[Exercise aim] Every record is to be printed exactly as it appears.

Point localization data
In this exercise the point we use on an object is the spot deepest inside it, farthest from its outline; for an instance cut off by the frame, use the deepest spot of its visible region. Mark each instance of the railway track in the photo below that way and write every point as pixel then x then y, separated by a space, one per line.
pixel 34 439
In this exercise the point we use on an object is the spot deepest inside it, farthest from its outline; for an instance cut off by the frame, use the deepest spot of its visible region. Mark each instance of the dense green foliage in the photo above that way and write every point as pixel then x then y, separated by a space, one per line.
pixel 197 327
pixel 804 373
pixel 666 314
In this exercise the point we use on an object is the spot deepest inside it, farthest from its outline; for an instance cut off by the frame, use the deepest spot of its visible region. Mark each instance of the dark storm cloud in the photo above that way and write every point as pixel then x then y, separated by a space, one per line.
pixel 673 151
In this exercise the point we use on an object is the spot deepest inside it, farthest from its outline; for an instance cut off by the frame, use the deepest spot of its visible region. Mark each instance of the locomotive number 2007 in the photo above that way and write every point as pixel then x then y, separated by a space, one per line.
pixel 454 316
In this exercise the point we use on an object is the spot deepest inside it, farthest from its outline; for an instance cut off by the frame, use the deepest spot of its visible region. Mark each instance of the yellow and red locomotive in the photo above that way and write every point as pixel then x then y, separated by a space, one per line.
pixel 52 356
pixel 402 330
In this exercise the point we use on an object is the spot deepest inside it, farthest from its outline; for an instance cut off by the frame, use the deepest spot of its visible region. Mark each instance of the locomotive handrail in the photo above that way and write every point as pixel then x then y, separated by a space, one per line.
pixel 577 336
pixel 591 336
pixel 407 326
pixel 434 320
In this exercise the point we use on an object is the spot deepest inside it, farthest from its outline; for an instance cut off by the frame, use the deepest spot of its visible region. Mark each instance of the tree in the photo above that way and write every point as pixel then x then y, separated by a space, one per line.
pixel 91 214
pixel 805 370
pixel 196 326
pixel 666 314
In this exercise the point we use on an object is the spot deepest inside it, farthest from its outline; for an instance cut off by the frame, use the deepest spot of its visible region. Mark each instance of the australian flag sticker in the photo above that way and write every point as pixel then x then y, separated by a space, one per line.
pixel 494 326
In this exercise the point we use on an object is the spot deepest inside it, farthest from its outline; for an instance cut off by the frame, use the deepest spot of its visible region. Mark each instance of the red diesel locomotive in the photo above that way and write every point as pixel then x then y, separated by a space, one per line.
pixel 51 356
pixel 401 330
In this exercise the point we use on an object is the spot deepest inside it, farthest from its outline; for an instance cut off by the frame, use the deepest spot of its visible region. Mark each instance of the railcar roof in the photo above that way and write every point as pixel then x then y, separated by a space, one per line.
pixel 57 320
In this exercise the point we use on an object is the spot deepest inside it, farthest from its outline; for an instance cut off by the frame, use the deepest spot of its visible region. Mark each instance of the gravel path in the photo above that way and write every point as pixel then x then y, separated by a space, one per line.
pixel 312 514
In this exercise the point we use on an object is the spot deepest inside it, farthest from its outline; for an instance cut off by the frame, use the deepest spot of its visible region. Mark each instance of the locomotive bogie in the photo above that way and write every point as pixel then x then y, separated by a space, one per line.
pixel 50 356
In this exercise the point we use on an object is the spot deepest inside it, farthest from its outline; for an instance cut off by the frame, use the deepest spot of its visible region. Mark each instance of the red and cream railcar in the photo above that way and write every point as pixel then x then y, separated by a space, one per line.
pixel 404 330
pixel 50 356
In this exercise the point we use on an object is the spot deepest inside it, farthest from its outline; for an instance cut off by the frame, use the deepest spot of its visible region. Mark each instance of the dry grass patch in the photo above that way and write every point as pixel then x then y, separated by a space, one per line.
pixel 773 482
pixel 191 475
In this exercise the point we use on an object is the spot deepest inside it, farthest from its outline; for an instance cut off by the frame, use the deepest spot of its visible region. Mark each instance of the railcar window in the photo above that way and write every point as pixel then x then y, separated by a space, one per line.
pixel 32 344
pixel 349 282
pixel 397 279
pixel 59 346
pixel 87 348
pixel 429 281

[Completed task]
In this exercise the point we use on an object is the spot deepest inside it, farthest from its outline; for an instance cut off by the frame, use the deepest spot of its visible region. Mark each instance of the railway track in the photo below that way and write every point as pixel then x then y, separated by a space, one per line.
pixel 34 439
In this exercise the point we use on an object is the spot deepest inside it, farthest from its outline; for an instance cut off by the frame, use the deepest spot of its visible region. Mark each instance of the dense green foliage in the photo above that way and write every point as pixel then x then y, separated by a space, one per line.
pixel 197 327
pixel 804 373
pixel 666 314
In this exercise the point we use on an object is the spot deepest inside it, farthest from its outline; for an instance cut off by the frame, use the deepest spot of its visible region. Mark each instance of the dark storm cloud in the photo above that way and write every point as pixel then x then y, separated by a space, one per line.
pixel 673 151
In this exercise the point we use on an object is the spot deepest inside it, farthest from its outline; for an instance cut off by the frame, use the deepest spot of its visible region. Mark each instance of the locomotive number 2007 in the photo above that way and write every point as pixel then x then y, separated by a space, one per line.
pixel 454 316
In this exercise the point we use on an object is the spot deepest inside it, farthest from its outline; for an instance cut off by the frame, use the deepest spot of its visible region. Mark each instance of the yellow and red locomotive in the photo above that way and write every point as pixel then x then y, separated by a space, one per line.
pixel 52 356
pixel 402 330
In this exercise the point we use on an object is the spot deepest inside it, farthest from its outline; for an instance cut off by the frame, use the deepest spot of its visible region. Mark each instance of the locomotive handrail in the photo above that way and write every point as pixel then x then y, separated by a space, one per line.
pixel 577 336
pixel 591 336
pixel 407 326
pixel 434 320
In this exercise the point we use on an object is the spot deepest inside it, farthest from its outline; for an instance cut off by the frame, use the deepest spot of its visible region. Mark each instance of the tree in the photo above that way and write every point as pixel then x then y, separated by a space, one per line.
pixel 91 214
pixel 805 370
pixel 196 326
pixel 666 314
In this exercise the point we use on an object is the spot deepest inside it, farthest from its outline; for an instance cut off by the frame, use the deepest spot of its visible region. Mark each instance of the australian flag sticker in the photo above that way and write every point as pixel then x then y, separated by a space, one per line.
pixel 494 326
In this exercise the point we use on an object is the spot deepest inside it, farthest from its outline; for an instance cut off by the frame, use the deepest spot of its visible region. Mark each instance of the red diesel locomotive in the photo above that way and write every point as pixel then x then y, separated by a space, one per line.
pixel 51 356
pixel 401 330
In this exercise the point we use on an object is the spot deepest inside it, farthest from its outline; for an instance cut off by the frame, use the deepest spot of its visible region. Mark each instance of the railcar roof in the photo above that way and write every point as pixel then x then y, separated by a space, one per line.
pixel 57 320
In this exercise the point we use on an object is the spot deepest inside it, farthest from its outline; for an instance cut off by the frame, use the deepest spot of its visible region. Mark each instance of the gravel path in the photo above that way and write every point as pixel then x then y, separated by a space, one per line.
pixel 312 514
In this exercise the point we use on an object is the spot deepest inside it, farthest from its outline; for an instance cut off by the frame, use the deepest spot of its visible region. Mark each instance of the locomotive bogie in the photo above that way and write every point as pixel then x then y, separated by a space, one per line.
pixel 50 356
In this exercise the point we use on an object is the spot deepest inside it, farthest from its outline; for an instance cut off by the frame, use the deepest spot of its visible region. Mark each instance of the red and cream railcar in the photo above that way and write every point as pixel then x then y, separated by a space, one per line.
pixel 404 330
pixel 50 356
In this exercise the point we use on an object is the spot deepest inside it, farthest from its outline; for an instance cut off by the frame, use the deepest spot of its visible region. Mark each instance of the dry grass patch in the photo above that way and write every point as pixel then x then y, separated by a space, one per line.
pixel 773 482
pixel 191 475
In this exercise the point we use on an object is the spot deepest inside it, farthest from its outline; for an instance cut off by the frame, use the deepest spot of its visible region. Mark each instance of the railcar window in the photo above that way and write every point as pixel then x then y, separated by a space, one per line.
pixel 32 344
pixel 349 282
pixel 397 279
pixel 59 346
pixel 87 348
pixel 429 281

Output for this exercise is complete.